── EXTRACTED DATA

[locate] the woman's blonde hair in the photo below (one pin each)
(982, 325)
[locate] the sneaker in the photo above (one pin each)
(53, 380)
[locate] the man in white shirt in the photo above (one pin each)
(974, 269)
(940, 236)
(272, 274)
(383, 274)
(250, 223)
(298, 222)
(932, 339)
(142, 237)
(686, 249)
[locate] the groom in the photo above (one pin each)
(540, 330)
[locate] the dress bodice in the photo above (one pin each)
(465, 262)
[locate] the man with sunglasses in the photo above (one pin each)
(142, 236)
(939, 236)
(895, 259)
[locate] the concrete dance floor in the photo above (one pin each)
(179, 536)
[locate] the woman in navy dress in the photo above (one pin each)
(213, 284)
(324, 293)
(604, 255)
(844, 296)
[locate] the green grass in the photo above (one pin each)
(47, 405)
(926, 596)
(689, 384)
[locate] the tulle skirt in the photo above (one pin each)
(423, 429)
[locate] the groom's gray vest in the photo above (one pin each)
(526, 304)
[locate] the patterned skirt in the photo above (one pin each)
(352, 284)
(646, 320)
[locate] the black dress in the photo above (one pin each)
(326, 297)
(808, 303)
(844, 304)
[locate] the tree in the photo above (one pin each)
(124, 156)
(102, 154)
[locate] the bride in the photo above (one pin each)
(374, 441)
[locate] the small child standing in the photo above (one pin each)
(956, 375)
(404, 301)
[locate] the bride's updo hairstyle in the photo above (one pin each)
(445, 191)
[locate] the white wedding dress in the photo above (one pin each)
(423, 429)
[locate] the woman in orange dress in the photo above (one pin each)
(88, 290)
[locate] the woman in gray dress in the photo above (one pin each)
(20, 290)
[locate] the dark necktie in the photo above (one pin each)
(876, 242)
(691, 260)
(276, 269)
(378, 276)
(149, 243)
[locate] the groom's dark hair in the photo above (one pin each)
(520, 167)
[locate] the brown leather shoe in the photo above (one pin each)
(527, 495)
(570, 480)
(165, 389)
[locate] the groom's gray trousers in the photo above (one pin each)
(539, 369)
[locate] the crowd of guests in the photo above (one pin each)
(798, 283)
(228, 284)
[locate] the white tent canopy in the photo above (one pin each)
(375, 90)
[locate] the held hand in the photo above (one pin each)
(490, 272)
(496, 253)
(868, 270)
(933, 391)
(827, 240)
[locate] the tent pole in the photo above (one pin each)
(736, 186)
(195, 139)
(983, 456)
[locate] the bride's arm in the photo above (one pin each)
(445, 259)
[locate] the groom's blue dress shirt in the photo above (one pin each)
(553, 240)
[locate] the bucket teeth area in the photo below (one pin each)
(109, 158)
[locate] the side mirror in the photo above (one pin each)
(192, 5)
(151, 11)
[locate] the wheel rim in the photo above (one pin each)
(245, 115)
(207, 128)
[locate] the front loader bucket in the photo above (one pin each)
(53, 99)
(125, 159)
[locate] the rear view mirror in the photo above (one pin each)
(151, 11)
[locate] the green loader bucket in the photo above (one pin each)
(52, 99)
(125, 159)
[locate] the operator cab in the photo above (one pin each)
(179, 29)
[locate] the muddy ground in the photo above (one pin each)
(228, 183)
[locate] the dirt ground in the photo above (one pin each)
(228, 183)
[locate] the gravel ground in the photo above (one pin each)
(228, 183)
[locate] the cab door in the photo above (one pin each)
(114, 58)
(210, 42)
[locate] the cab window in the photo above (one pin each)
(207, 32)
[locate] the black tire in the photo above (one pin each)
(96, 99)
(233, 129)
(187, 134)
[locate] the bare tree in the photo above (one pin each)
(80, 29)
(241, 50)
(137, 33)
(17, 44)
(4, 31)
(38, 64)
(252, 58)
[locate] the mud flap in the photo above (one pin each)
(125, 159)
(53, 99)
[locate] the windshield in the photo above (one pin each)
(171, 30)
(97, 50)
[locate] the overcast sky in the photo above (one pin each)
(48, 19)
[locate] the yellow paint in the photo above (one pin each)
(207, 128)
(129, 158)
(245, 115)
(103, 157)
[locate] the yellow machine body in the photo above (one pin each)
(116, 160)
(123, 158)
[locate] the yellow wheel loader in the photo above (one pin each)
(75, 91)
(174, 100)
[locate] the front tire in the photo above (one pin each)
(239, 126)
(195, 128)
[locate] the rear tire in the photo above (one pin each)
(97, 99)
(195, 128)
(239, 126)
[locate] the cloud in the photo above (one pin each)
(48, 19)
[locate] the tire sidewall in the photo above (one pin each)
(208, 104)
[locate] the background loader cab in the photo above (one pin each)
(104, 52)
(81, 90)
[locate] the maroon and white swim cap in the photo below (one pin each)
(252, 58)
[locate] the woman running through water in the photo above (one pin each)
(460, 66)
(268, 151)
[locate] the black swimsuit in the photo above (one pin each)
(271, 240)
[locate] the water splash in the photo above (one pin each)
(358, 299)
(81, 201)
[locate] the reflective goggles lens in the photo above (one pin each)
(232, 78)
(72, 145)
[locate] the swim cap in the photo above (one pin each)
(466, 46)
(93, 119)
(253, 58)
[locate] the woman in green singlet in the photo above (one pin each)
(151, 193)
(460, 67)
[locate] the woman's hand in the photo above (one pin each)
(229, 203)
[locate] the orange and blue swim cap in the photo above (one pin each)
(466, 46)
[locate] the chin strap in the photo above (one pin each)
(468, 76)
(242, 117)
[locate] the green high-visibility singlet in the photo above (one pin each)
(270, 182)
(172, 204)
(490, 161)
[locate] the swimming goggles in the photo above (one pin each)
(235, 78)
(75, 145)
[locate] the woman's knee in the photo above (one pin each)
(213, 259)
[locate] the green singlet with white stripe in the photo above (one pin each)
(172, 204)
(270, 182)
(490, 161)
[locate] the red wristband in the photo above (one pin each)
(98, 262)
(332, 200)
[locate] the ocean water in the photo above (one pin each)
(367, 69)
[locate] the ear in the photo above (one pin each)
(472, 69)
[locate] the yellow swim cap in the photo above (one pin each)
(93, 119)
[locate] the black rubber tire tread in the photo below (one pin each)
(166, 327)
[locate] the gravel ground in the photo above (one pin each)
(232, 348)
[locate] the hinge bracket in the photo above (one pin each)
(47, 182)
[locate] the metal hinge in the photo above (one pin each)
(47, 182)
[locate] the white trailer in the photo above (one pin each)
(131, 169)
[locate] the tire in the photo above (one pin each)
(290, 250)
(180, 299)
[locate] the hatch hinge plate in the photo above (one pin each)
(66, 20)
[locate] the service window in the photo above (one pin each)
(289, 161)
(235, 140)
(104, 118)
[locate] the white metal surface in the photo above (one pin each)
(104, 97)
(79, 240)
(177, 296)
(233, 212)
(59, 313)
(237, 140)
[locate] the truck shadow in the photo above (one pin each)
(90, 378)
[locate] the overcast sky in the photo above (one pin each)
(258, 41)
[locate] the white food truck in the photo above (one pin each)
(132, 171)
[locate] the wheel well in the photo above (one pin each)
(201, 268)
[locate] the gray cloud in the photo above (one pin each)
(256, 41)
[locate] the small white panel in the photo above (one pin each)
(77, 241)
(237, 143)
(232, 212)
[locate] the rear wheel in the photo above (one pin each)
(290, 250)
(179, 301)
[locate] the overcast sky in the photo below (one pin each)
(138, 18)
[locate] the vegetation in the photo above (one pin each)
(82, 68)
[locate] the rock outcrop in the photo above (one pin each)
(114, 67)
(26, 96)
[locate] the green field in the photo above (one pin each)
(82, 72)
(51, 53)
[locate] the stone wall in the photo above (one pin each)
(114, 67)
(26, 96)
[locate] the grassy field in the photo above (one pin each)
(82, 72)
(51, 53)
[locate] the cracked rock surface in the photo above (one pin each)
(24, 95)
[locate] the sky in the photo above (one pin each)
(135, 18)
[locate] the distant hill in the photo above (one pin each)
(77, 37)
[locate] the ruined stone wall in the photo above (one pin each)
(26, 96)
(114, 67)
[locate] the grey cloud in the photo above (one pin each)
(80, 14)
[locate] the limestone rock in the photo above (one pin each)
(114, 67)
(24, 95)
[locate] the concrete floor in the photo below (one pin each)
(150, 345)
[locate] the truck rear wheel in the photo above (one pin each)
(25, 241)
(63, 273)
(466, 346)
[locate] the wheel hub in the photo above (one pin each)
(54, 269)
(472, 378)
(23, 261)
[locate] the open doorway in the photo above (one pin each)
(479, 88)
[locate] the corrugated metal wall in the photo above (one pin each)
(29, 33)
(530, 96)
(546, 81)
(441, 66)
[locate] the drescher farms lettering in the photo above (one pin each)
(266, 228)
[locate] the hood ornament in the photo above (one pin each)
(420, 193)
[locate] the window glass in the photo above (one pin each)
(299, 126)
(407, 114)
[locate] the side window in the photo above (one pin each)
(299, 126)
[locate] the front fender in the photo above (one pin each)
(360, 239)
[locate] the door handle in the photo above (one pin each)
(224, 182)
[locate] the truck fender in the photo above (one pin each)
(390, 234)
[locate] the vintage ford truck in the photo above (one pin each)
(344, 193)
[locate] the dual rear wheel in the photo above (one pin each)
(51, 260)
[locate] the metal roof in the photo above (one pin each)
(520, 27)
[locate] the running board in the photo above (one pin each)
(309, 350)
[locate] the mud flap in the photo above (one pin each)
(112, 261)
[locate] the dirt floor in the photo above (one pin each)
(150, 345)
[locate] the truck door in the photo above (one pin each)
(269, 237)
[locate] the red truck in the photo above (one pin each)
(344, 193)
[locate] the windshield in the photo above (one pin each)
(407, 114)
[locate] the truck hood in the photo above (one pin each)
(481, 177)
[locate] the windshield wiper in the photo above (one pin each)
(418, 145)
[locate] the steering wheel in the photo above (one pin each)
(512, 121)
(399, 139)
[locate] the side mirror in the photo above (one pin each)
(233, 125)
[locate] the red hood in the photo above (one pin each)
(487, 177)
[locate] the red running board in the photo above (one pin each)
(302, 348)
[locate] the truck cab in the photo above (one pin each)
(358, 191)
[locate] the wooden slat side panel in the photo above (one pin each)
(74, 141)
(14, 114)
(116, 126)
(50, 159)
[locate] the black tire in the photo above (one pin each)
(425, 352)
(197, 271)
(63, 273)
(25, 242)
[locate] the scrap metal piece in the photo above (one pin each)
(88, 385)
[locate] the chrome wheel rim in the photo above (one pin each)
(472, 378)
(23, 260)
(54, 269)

────

WHAT YOU ARE ASKED TO DO —
Retype word for word the part of the records above that opens with the line containing "[locate] the scrap" and runs through the last line of the records.

SOLUTION FOR THIS TASK —
[locate] the scrap metal piece in the photo above (one pin each)
(88, 385)
[locate] the chrome wheel rim in the photo above (one pin each)
(472, 378)
(23, 260)
(54, 269)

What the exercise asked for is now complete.